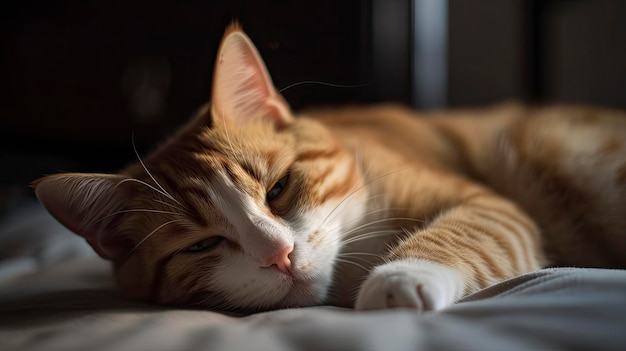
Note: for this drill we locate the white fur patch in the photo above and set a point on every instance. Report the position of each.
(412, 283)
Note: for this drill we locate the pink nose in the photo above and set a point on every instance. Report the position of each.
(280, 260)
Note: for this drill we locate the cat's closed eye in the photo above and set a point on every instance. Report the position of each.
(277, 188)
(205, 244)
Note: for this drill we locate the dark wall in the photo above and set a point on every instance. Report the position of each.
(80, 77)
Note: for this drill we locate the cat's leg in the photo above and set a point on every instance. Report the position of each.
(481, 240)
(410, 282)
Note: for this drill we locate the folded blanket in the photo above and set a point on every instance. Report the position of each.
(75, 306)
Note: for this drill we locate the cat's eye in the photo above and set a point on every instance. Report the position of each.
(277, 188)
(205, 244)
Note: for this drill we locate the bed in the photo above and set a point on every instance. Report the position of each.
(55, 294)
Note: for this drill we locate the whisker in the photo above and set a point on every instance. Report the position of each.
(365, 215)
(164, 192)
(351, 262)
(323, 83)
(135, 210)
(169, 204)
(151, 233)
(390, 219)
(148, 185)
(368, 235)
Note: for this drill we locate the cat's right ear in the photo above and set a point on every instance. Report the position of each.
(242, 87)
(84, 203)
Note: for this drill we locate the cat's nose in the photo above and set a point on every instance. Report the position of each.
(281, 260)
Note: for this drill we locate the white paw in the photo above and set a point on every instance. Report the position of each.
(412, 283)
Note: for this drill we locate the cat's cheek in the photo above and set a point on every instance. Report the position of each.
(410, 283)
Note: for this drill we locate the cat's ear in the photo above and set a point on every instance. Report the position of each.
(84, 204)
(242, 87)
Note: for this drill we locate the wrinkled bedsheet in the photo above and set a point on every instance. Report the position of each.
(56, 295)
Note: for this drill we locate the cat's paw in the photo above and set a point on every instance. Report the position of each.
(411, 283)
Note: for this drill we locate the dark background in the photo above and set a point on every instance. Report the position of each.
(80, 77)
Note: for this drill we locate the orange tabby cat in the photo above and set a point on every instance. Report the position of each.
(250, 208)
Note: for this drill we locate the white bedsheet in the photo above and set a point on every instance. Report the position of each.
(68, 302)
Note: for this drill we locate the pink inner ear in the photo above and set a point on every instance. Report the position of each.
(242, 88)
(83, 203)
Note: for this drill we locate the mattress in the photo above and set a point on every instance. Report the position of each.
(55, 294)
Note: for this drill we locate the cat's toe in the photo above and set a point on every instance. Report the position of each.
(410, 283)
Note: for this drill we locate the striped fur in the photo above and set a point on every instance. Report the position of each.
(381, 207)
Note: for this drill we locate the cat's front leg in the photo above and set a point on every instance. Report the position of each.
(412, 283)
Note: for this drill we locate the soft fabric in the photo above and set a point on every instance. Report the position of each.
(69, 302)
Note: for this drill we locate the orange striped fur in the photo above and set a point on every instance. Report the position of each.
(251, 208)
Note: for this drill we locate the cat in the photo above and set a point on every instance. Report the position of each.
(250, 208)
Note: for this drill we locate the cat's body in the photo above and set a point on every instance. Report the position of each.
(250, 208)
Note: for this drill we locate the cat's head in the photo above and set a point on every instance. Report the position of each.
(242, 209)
◆ ◆ ◆ ◆ ◆ ◆ ◆
Produce a word-for-word version of the material, with no pictures included.

Solution to this task:
Note: for this drill we locate the white fur patch in the photo above and set a point on every instance. Report the position of each.
(412, 283)
Note: for this drill we locate the pink nose in the photo above and set a point on every instance. Report the position of each.
(280, 260)
Note: for this drill we locate the cat's closed eye in the photo above and set a point on every instance. Report the position of each.
(277, 188)
(205, 244)
Note: for this drill we locate the dark wall in the photo above and set a point on every instance. Report the position of each.
(80, 77)
Note: for this drill we locate the cat's leg in the photo above and set a point on every instance. Report the position of each.
(481, 240)
(410, 282)
Note: for this drill we locate the folded blanket in the photo above and set a point on every instance. Report the position of each.
(75, 306)
Note: for this drill we locate the cat's eye in the photo above and set a point on every instance. Report the position of each.
(277, 188)
(205, 244)
Note: for this drill we locate the bed in the photo above and set a point on every instance. Report the position of each.
(55, 294)
Note: for this drill we locate the whisker in the photo above and set a point on every instance. Report the position of each.
(365, 215)
(164, 192)
(351, 262)
(323, 83)
(135, 210)
(169, 204)
(151, 233)
(390, 219)
(148, 185)
(368, 235)
Note: for this drill we locate the cat's right ear in the photo above and set a point on every instance. Report the position of each.
(242, 87)
(84, 203)
Note: for this drill we locate the cat's nose in the photo above and set a point on every instance. Report the position of each.
(281, 260)
Note: for this drill we locate the white paw in the photo above and set a point on every instance. Report the position of each.
(412, 283)
Note: for this drill we locate the cat's cheek in the photo above and set a point on every instance. Report the position of each.
(410, 283)
Note: for this drill we locate the cat's ear in the photo above and set a point on every instance. Report the position of each.
(84, 204)
(242, 87)
Note: for this drill we locate the wrinkled bedsheet in the photo above and set a point on every instance. Report the position of each.
(56, 295)
Note: for this drill we locate the cat's paw in the photo above and set a point on every instance. Report the position of each.
(411, 283)
Note: for this drill we locate the dark background in the photo above and set a point on every instance. Report the position of each.
(80, 77)
Note: for this drill we locate the orange tabby cat in the photo above and set a point on every instance. Report the position of each.
(250, 208)
Note: for this drill we locate the white bedsheet in the photo above and set a point on every instance. Report the position of each.
(68, 302)
Note: for this drill we locate the pink inner ear in the photo above and set a point on every instance. Report the position of each.
(242, 88)
(83, 203)
Note: for this drill we locate the mattress in the photo above and set a point on every instance. Report the position of each.
(55, 294)
Note: for this drill we locate the cat's toe in the photo above and set a point on every instance. Report the position of each.
(410, 283)
Note: for this drill we locate the striped fur in the photo above and set a point on every instance. Report the position of each.
(381, 207)
Note: for this drill we locate the cat's front leg in the photo above and set a point on every instance. Report the position of each.
(412, 283)
Note: for this drill we locate the soft fabric in the photo above and set a point on every instance. Report the position of each.
(69, 302)
Note: for this drill we locate the orange striped fur in the photo above and set a point on every instance. Report the position of each.
(251, 208)
Note: for this drill we locate the cat in the photo above and set a point on every instance. Report the position of each.
(250, 208)
Note: for this drill we locate the cat's body in the photo above and set a point on every instance. Report the position of each.
(250, 208)
Note: for this drill we locate the cat's head in the photo above and set a point on every instance. Report the position of each.
(242, 209)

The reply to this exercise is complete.